AIM OF THE EXERCISE »
Transcribe the records below exactly as written, from the opening line through the line that contains "Mark one point per instance of the boat".

######

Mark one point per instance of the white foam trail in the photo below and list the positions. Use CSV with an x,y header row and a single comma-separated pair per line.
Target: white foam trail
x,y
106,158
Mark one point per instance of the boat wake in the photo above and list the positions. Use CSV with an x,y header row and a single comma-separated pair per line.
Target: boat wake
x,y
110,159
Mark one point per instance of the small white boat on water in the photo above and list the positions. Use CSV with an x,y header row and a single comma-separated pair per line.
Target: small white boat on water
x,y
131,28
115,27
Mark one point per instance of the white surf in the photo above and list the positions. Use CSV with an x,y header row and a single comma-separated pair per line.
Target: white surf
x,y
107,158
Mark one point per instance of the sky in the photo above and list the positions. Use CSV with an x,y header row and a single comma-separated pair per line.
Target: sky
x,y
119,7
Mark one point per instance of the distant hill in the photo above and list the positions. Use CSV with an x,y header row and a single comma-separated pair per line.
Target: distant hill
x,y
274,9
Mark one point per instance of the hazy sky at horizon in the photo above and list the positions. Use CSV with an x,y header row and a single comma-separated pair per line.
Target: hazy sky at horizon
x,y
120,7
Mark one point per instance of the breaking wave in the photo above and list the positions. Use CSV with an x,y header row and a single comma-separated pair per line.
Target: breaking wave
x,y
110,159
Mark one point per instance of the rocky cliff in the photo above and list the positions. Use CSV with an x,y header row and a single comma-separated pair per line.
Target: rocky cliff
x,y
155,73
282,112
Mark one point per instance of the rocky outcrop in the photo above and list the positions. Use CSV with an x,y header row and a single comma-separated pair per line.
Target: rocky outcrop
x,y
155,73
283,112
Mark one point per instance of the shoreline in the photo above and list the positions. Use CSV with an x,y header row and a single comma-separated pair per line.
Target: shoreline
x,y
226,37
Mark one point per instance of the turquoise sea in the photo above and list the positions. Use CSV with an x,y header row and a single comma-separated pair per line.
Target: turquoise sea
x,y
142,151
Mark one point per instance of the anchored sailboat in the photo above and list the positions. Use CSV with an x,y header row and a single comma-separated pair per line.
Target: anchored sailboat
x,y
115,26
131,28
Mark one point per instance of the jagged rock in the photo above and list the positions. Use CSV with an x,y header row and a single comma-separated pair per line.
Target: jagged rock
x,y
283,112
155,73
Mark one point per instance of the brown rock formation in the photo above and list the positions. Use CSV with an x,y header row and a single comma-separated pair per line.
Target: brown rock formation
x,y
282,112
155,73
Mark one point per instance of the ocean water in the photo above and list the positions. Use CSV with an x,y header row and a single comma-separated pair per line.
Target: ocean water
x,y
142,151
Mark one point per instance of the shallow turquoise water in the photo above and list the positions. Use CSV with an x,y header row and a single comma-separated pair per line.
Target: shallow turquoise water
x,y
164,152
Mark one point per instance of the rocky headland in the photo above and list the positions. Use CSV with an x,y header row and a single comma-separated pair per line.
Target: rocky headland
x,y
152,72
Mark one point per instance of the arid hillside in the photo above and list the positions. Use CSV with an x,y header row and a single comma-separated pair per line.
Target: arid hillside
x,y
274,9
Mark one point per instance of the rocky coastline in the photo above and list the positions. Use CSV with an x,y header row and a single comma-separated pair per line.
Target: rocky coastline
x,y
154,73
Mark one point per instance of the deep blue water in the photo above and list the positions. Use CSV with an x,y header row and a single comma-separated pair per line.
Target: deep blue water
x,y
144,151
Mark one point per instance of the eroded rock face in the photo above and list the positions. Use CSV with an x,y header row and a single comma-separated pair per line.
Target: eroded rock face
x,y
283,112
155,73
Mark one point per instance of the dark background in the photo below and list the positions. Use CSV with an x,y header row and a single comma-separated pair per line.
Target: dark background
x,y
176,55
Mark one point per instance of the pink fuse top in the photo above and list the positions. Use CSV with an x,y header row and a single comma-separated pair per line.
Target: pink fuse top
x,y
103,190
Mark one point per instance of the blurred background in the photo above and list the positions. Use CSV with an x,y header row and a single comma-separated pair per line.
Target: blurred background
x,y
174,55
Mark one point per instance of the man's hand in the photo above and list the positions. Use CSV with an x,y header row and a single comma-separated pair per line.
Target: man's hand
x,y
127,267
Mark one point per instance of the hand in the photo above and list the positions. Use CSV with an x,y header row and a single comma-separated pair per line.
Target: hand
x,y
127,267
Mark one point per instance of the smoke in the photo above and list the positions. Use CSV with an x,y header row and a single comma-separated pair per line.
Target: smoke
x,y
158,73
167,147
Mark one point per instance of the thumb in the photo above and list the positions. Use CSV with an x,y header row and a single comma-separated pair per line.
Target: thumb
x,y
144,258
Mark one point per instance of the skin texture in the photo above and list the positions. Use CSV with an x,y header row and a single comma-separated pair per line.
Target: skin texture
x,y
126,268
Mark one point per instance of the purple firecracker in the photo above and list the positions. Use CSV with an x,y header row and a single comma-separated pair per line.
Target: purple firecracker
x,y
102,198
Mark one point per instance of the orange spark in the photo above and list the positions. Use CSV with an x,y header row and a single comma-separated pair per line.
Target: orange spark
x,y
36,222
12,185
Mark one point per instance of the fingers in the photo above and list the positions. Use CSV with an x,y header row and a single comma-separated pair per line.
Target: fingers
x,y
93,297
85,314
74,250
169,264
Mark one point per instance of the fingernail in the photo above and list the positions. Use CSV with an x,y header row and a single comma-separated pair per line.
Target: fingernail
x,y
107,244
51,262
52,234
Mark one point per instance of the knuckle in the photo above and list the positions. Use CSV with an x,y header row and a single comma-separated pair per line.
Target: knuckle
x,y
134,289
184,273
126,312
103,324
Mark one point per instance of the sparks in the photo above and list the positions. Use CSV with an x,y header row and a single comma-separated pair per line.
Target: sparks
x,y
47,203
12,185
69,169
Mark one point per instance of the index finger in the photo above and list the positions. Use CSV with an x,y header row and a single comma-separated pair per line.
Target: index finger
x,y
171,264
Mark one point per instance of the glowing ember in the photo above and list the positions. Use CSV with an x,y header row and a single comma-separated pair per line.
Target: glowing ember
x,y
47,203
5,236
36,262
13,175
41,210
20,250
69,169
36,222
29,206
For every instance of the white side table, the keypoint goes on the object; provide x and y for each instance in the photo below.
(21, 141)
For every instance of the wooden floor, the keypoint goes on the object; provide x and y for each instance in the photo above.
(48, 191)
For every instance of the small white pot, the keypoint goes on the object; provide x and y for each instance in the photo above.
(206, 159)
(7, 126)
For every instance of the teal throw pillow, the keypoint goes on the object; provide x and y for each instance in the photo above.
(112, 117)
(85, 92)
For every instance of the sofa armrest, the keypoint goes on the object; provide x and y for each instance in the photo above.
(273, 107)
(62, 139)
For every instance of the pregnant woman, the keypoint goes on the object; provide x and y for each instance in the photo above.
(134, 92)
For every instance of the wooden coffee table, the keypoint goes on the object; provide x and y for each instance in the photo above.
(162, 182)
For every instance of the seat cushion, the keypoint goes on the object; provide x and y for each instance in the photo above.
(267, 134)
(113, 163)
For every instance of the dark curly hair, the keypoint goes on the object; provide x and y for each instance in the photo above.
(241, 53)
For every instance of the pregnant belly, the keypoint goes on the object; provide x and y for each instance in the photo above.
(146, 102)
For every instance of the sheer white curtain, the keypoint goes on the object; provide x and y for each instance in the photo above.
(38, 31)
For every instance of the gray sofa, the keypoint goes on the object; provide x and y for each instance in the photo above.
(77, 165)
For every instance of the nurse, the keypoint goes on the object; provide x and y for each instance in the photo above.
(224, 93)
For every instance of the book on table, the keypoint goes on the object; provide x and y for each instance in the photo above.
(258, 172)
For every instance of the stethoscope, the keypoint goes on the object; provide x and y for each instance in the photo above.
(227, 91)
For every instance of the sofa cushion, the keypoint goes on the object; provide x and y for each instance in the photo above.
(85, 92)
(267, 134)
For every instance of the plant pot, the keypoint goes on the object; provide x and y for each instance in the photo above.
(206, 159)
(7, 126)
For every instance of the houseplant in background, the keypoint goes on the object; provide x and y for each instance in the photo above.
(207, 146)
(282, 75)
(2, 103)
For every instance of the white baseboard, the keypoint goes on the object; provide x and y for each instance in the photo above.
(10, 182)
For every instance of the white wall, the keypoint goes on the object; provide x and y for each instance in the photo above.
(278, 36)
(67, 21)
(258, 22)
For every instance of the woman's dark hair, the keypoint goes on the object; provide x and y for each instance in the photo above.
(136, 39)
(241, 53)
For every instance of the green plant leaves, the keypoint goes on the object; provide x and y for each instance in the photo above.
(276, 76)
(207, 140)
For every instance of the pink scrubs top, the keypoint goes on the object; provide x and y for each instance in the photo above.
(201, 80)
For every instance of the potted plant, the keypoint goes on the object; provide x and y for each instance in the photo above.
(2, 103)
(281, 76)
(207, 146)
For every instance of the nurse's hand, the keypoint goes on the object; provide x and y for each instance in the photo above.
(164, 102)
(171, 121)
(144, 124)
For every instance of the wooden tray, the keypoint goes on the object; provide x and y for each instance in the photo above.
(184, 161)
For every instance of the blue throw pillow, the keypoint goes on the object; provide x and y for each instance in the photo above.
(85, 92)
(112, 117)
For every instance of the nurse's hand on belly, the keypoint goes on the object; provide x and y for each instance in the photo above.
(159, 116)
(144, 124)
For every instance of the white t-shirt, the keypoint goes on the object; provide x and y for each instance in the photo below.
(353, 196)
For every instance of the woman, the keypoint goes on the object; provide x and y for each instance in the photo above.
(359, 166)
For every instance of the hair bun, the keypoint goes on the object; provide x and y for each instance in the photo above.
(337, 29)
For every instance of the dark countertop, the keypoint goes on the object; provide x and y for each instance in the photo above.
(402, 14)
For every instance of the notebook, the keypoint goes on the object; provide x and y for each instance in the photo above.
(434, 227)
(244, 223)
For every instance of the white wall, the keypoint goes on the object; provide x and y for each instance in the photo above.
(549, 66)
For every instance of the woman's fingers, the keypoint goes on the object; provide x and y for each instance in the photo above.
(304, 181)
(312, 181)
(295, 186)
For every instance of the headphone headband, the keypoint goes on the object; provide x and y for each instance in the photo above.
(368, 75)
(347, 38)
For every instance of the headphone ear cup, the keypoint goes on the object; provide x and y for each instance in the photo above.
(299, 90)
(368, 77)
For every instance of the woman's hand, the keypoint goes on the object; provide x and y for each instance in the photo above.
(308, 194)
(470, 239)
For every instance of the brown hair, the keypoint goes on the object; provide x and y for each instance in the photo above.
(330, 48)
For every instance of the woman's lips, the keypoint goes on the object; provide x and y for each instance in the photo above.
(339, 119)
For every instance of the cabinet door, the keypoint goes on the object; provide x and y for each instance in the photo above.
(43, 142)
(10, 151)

######

RESPONSE FOR THIS EXERCISE »
Mark one point per instance of the white foam trail in the photo below and list the positions. Use CSV with an x,y header row and a single comma-separated pair per line.
Target: white foam trail
x,y
106,158
Mark one point per instance of the boat wake in the photo above and list the positions. Use CSV with an x,y header row and a single comma-separated pair per line.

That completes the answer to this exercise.